— Excerpt provided —

==========

So what is Michelakis' view of the divergent results with respect to neuropathy?
The higher incidence of peripheral neuropathy in adult MELAS patients may represent an intrinsic predisposition to this complication in MELAS or its associated conditions, that is, diabetes mellitus; this toxicity might also be age-dependent. . . . [Moreover, a]s peripheral neuropathy is a frequent complication of taxane, platinum and vinca-alkaloid chemotherapies, the risk for DCA-associated peripheral neuropathy may depend on whether cancer patients have prior or concurrent neurotoxic therapy. . . . [But i]n summary, peripheral neuropathy is a potential side effect of DCA that appears to be largely reversible.
I want to quote one more section from Michelakis' article. Before I do, however, I would like to add some weight to what he said in the section I have just quoted. One of the moderators on thedcasite.com, Jay C, comments,
Researchers at the University of Alberta have reported that DCA is relatively non-toxic, since it has already been used as a medicine on adults and children to treat metabolic disease, and for hypertension. It has been known to have some mild side effects in a minority of patients and they include a change in gait [and] some nerve problems, but both of these symptoms appear to be reversible upon cessation of DCA. This is certainly in positive contract to most of the poisons being administered today as "chemo", including IL-2 (requires on[e] week in ICU), Interferon, and DTIC.

==========

— Study material —
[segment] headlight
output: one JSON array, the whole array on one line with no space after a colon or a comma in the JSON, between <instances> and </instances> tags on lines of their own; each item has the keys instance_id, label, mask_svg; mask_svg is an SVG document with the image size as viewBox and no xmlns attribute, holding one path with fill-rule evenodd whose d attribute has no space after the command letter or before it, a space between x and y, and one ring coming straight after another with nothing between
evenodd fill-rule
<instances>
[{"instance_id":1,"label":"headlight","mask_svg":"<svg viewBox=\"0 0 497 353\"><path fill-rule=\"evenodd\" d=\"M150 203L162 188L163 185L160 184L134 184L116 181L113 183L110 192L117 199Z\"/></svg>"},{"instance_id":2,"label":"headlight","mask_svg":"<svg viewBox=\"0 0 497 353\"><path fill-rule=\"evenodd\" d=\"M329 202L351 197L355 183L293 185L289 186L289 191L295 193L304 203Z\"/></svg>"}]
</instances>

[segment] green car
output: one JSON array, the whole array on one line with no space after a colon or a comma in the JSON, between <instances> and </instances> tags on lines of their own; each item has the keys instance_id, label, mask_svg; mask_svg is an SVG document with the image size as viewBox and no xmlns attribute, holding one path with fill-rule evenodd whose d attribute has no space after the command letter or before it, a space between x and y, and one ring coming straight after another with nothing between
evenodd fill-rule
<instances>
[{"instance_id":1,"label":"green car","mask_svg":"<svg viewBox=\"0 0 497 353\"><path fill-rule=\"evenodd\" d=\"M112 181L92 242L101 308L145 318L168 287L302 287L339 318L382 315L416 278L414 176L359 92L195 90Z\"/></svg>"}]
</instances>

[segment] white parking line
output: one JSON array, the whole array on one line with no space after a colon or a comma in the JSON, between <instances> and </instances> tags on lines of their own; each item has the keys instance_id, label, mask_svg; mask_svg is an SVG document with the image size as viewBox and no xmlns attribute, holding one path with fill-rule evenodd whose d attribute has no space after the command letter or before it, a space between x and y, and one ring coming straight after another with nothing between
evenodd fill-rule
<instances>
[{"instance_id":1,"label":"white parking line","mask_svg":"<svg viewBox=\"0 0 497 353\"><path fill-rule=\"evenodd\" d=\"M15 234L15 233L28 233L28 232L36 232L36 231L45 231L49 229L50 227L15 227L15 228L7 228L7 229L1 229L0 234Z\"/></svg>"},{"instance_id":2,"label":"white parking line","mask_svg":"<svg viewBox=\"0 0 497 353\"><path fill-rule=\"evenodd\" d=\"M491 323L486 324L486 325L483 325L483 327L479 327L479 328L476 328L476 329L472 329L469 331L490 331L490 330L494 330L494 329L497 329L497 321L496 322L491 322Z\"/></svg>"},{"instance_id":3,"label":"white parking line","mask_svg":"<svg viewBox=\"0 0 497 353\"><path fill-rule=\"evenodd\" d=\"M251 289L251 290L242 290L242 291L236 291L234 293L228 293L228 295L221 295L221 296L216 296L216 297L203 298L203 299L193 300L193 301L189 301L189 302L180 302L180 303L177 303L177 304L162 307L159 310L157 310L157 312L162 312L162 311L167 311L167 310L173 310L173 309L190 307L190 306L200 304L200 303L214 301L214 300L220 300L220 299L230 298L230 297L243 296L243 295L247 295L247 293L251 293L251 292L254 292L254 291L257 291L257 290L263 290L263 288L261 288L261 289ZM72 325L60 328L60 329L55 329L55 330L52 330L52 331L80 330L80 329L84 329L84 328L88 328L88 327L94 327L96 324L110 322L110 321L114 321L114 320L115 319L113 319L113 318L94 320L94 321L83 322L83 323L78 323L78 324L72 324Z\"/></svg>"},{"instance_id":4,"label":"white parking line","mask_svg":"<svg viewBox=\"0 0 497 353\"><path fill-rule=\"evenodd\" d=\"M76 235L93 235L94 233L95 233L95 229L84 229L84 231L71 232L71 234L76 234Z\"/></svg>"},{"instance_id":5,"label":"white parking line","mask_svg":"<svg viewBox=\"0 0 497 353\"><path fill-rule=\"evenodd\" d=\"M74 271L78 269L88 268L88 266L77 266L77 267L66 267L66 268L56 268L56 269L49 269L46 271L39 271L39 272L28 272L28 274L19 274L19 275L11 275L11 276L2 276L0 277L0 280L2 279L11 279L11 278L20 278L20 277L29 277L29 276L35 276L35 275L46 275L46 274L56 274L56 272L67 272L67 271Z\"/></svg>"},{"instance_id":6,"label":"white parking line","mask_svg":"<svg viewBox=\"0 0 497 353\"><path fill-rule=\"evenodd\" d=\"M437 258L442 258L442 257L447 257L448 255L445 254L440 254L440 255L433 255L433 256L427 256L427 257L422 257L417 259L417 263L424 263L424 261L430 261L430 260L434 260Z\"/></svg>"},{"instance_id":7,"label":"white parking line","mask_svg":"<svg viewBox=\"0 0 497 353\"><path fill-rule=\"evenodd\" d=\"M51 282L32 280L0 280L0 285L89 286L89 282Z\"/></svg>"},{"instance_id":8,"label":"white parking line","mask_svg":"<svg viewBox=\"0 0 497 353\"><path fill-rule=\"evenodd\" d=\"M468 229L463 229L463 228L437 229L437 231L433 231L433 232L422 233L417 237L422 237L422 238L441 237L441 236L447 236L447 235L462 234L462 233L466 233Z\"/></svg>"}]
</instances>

==========

— Complete the following —
1) Repeat the part of the DCA passage between "I want to quote" and "Interferon, and DTIC.", inclusive.
2) In the passage on DCA and peripheral neuropathy, which types of chemotherapy are named as often causing peripheral neuropathy?
3) Pick up the passage on DCA and its side effects after its final sentence and keep writing.

— Answers for this exercise —
1)
I want to quote one more section from Michelakis' article. Before I do, however, I would like to add some weight to what he said in the section I have just quoted. One of the moderators on thedcasite.com, Jay C, comments,
Researchers at the University of Alberta have reported that DCA is relatively non-toxic, since it has already been used as a medicine on adults and children to treat metabolic disease, and for hypertension. It has been known to have some mild side effects in a minority of patients and they include a change in gait [and] some nerve problems, but both of these symptoms appear to be reversible upon cessation of DCA. This is certainly in positive contract to most of the poisons being administered today as "chemo", including IL-2 (requires on[e] week in ICU), Interferon, and DTIC.

2) Taxane, platinum and vinca-alkaloid chemotherapies.

3)
So why the apparently special concern over possible complications from DCA? Is it really scientific objectivity at work here? Or, possibly, something else? [Fear of losing power on the part of gatekeepers like the FDA? Fear of lost profits on the part of major pharmaceutical companies? "The preclinical work on DCA (showing effectiveness in a variety of tumours and relatively low toxicity) (Bonnet et al, 2007), its structure (a very small molecule), [and] the low price (it is a generic drug) . . ., provide a strong rationale for rapid clinical translation," Michelakis says early in his article. Oh. I should probably include the last comment that I elided from the immediately preceding quote. One other factor that ought to provide a rationale for rapid clinical translatioin? " . . . and the fact that DCA has already been used in humans for more than 30 years" (presumably without notable safety concerns).]

The concluding paragraph in Michelakis' article adds another note of interest to this reader:
[E]ven if DCA does not prove to be the ‘dawn of a new era’ (Pan and Mak, 2007), initiation and completion of clinical trials with a generic compound will be a task of tremendous symbolic and practical significance. At this point the ‘dogma’ that trials of systemic anticancer therapy cannot happen without industry support, suppresses the potential of many promising drugs that might not be financially attractive for pharmaceutical manufacturers. In that sense, the clinical evaluation of DCA . . . will be . . . [a] paradigm shift.
While I'm at it, I ought to include one last note. A "Note to Proof" appended by the editors of the British Journal of Cancer at the end of Michelakis' article:
Since the acceptance of this review two important papers have confirmed the novel anticancer effects of DCA in prostate and endometrial cancers: Wong JY et al, Dichloroacetate induces apoptosis in endometrial cancer cells. Gynecol Oncol June 2008; 109(3): 394–402 and Gao et al, Dichloroacetate (DCA) sensitizes both wild-type and over expressing Bcl-2 prostate cancer cells in vitro to radiation. Prostate 1 August 2008; 68 (11):1223–1231.